◆ **Activity**:
Every record should be copied exactly, except that pictures are to be omitted.

◆ **Data section**:

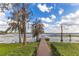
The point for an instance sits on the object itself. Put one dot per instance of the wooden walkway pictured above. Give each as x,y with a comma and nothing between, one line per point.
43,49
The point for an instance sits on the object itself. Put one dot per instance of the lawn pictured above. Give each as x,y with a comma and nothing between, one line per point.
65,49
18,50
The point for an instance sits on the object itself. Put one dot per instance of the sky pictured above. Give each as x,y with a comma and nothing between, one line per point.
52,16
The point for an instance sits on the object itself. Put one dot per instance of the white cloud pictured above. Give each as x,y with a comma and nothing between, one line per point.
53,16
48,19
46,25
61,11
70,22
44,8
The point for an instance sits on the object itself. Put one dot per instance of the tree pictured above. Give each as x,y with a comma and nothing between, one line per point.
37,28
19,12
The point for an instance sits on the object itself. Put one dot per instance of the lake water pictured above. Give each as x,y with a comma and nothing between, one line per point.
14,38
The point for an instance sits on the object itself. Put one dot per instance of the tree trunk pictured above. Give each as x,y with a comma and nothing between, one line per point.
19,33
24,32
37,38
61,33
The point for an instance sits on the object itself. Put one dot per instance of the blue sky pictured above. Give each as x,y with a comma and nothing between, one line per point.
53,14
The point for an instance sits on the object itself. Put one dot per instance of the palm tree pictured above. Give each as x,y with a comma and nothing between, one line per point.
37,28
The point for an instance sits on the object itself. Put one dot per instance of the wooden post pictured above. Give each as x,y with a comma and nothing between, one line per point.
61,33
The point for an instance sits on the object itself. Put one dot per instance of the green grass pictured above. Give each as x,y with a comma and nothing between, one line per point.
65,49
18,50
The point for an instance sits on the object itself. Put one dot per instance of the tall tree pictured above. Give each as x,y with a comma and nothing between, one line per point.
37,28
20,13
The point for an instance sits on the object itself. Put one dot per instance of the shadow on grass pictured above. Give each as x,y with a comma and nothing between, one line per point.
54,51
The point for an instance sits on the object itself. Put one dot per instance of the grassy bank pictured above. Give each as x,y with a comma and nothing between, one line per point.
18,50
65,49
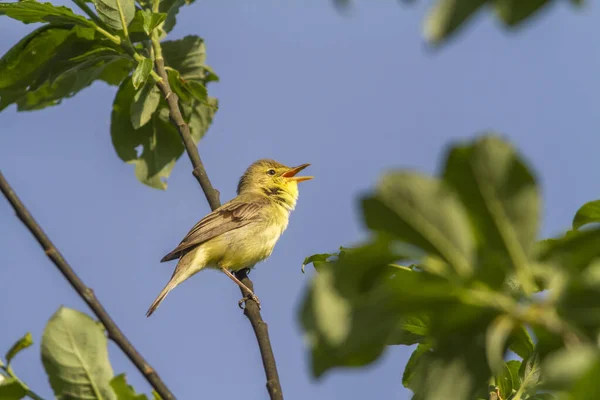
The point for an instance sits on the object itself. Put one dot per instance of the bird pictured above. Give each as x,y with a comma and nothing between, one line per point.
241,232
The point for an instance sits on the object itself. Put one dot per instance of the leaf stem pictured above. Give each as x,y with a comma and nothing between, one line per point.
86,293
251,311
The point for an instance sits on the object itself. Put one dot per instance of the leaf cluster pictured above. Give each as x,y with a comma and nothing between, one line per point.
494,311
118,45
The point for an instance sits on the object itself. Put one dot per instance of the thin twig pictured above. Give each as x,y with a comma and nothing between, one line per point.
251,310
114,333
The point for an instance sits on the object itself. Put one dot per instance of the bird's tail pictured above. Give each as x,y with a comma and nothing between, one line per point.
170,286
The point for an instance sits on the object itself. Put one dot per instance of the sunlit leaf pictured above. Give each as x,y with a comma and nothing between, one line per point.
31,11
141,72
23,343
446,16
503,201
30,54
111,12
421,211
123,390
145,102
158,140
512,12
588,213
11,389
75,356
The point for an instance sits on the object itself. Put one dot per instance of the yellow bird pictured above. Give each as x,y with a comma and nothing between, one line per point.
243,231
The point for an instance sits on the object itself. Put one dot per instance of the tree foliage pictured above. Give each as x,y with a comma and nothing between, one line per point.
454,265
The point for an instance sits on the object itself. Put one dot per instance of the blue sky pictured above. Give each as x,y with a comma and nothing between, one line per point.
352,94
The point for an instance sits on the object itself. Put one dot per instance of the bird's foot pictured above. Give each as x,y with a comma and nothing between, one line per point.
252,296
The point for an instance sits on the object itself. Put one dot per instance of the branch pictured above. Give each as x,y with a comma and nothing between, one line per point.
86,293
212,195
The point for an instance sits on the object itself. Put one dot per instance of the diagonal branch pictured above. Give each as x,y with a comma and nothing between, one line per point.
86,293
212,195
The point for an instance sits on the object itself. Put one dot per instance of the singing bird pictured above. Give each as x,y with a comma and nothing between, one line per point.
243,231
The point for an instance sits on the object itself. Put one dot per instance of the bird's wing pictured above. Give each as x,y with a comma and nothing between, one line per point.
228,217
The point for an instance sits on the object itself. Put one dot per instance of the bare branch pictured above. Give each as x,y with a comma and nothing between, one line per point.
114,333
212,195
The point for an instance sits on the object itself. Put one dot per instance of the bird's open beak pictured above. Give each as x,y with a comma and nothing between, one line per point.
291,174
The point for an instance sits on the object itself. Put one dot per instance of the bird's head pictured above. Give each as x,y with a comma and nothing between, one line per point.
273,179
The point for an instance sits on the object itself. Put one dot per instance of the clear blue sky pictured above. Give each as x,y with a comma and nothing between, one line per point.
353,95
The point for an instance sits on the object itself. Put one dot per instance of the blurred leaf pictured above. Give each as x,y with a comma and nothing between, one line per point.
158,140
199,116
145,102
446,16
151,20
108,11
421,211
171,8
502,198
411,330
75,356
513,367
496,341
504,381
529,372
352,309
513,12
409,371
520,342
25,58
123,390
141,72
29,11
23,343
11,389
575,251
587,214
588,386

◆ **Answer section**:
The point for an instance sits on the object itself. Put one dot per instance of the wooden walkway pictured above. Give each as x,y with a comma and nothing between, one line per point.
43,49
The point for an instance sits on the object itself. Put one dot per instance of the lawn pictured above. Give each as x,y with a comma and nothing between, one line per point.
65,49
18,50
The point for an instance sits on the object itself. Put one dot per instance of the sky pictured above. Give each as x,y with a comma and nothing between, one line per point.
52,16
The point for an instance sits on the object itself. Put one dot per instance of the white cloud pictured above. Give each as x,y with a comma and nothing between, one line per point.
53,16
48,19
46,25
61,11
70,22
44,8
The point for an instance sits on the object itself. Put one dot per instance of the tree pictured above. Give each as x,y with a comma and nothing between, one line per point.
37,28
19,12
The point for an instance sits on the object itself. Put one dot per instance of the lake water pictured above. Give each as x,y with a comma and nothing between, one line per point.
14,38
The point for an instance sits on the object itself. Put one dot per instance of the tree trunk pictured above. Give each as x,y with a comma and nothing between, one line per point.
19,33
24,32
37,38
61,33
The point for an instance sits on the object itself. Put one dot per instance of the blue sky pictured above. Give each as x,y with a comma and nothing between, one line per point.
53,14
The point for an instance sits on the object itself. Put one dot per instance of the palm tree pictured above. Give each as x,y with a comma and nothing between, one line per point.
37,28
The point for an instance sits on the object itself. Put one dot per instance of the wooden post pictured above. Give each as x,y with a comma and nothing between, one line per point.
61,33
The point for an instance sits on the object itself. Put one dot per instance of the green grass pictured above. Give each as x,y with a comma and nothing between, one line per point.
65,49
18,50
The point for an instance sits on the object itself. Put one dot per instance of the tall tree pictured above. Give each as x,y with a comma and nothing between, one line per point.
37,28
20,13
The point for an instance sits on the object itself. Put one dot per instance of the shadow on grass pictured above. Give each as x,y with a comma and nothing between, one line per point.
54,51
The point for an instance sits on the object itself. Put one dot per instance of the grassy bank pictured above. Give each as x,y with a comma and nothing between, one line per point.
18,50
65,49
The point for an instance sits on the object itself. Put one dot per instance of the bird pictured above. Give each as x,y with a comma and nothing between, one line per point.
241,232
The point for an instance sits on the object itself. Put one dot per instance of the leaf stem pictured above. Give each as x,y with a comma and nothing between, one line per point.
86,293
251,311
The point for an instance sits on the object itself. Put one dot per instance of the leaf cluster pictured above. Give each as x,y with a comma and nothing between, one line per point.
494,311
118,45
The point for an instance sits on the object itself. Put one dot per instance of the thin twig pictured above. Give each as x,y with a comma and nothing between, one line per point.
251,310
114,333
The point for an instance sits on the object itself. Put one dot per instance of the bird's tail pictured above. Give each as x,y with a comma and nothing between, one line per point.
170,286
The point for an instance sits on the object itself. Put one dot per instance of the sunlit leaf pictured above. Give each as x,y with a comma and nothing between, one line per point.
31,11
141,72
23,343
446,16
503,201
30,54
111,12
421,211
123,390
145,102
158,140
512,12
588,213
11,389
75,356
The point for an instance sits on the object itself. Put one dot per instance of the yellow bird pictured above. Give each as x,y with a comma and nothing between, one line per point.
243,231
The point for an instance sits on the object itself. Put one dot per instance of the tree foliage pictured above. Give each as x,y with a comma and nothing between, one line per point.
454,265
The point for an instance sits on the object itself. Put one dot per instance of the blue sky pictured above. Give each as x,y with a comma and nothing between, one line per point.
352,94
The point for an instance sits on the object itself. Put one dot per instance of the bird's foot pictured above. Give each as x,y with a comma and nothing between, one line per point.
252,296
The point for an instance sits on the object itself. Put one dot per instance of the branch pictured above. Give each as x,y with a comma and nothing between, one line per point.
86,293
212,195
The point for an instance sits on the object itself. Put one dot per instance of the diagonal branch pictured above. Give each as x,y with a comma and nothing between, one line per point.
86,293
212,195
The point for an instance sits on the object itself. Put one dot per instance of the singing bird pictured above. Give each as x,y with a comma and nothing between, one line per point.
243,231
The point for an instance sits on the object itself. Put one dot per instance of the bird's wing pictured above. Give each as x,y with a comma and nothing between, one line per point.
228,217
The point for an instance sits on the object itself. Put one dot per instance of the bare branch pictured above. Give each as x,y with a comma and nothing between, one line per point.
114,333
212,195
The point for an instance sits on the object itself. Put one dot per instance of the bird's open beak pictured above. Give each as x,y with a comma and nothing between, one line per point.
291,174
The point for an instance sits on the object itself. Put one dot per instance of the bird's head pictured above. Give each as x,y with a comma and nothing between, one line per point.
273,179
The point for an instance sits on the object itself. Put one dot per instance of the clear blue sky pictured above. Give each as x,y with a comma and nothing between, one line per point.
353,95
The point for an instance sits on the object itself. Put one dot per instance of the blurred leaf pictured above. Give each as x,y with a comma and nothing between, one line per point.
158,140
199,116
145,102
446,16
151,20
108,11
421,211
171,8
502,198
411,330
75,356
513,367
496,341
504,381
529,372
352,309
513,12
409,371
520,342
25,58
123,390
141,72
29,11
23,343
11,389
575,251
587,214
588,386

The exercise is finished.